(Coordinate annotation entries)
┌──

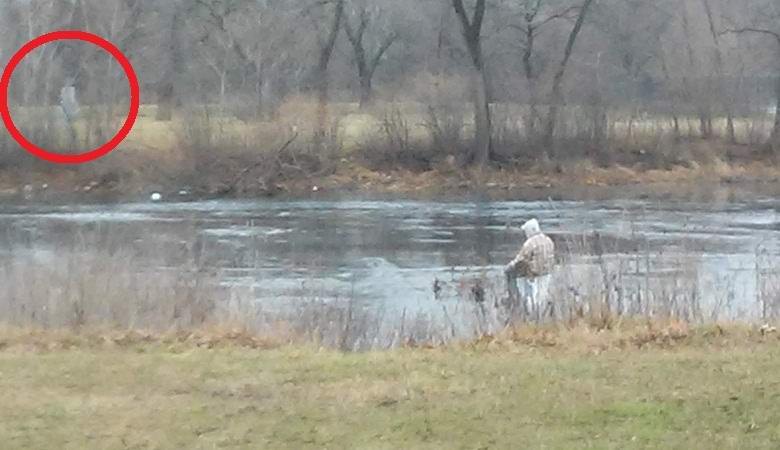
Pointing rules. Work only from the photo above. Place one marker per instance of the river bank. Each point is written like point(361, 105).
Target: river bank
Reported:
point(576, 182)
point(706, 388)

└──

## WORK TO BE COMPLETED
Copy every entry above line for line with no changes. Omit the pictures from your output.

## EXERCISE RESULT
Pointing rules. Work only from the photo above. Place one marker per instance of the river bank. Each point is written like point(361, 105).
Target: river bank
Reported:
point(576, 182)
point(706, 388)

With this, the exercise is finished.